▸ PROVIDED ENTRIES
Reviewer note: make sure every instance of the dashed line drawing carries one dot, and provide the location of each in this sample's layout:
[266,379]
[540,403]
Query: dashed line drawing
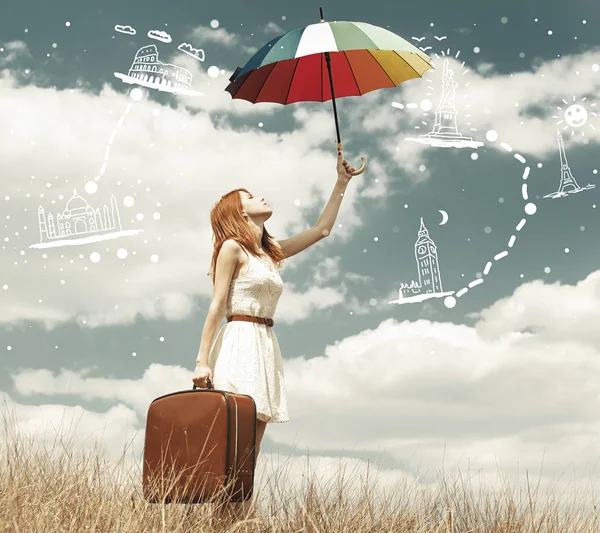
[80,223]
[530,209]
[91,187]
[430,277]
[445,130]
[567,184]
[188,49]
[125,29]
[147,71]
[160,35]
--
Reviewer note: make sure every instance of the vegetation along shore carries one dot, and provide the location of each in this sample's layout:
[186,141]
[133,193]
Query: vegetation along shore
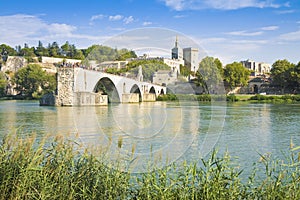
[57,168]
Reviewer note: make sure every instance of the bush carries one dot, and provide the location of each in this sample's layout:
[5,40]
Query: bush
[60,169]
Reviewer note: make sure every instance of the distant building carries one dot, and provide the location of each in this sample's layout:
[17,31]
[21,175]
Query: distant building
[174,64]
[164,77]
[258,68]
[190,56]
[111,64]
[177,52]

▸ TASK OBJECTIVE
In the entries above, find each line with the word "carries" and show it.

▸ OUTPUT OF THE TASK
Reviewer note: make sure every instance of the dashed line drawing carries one dot, and provide the location of each in this sample's layout:
Reviewer note: make sure every instance of the vegetation along shore carries one dot, and provide the location of each in this sample's layout:
Reviewer note: make sure every instance of the bush carries one dot, and provide the location of each in this sample's layout:
Reviewer note: make sure every instance of the distant building carries one dot, and provide the location of each in this sample's layout:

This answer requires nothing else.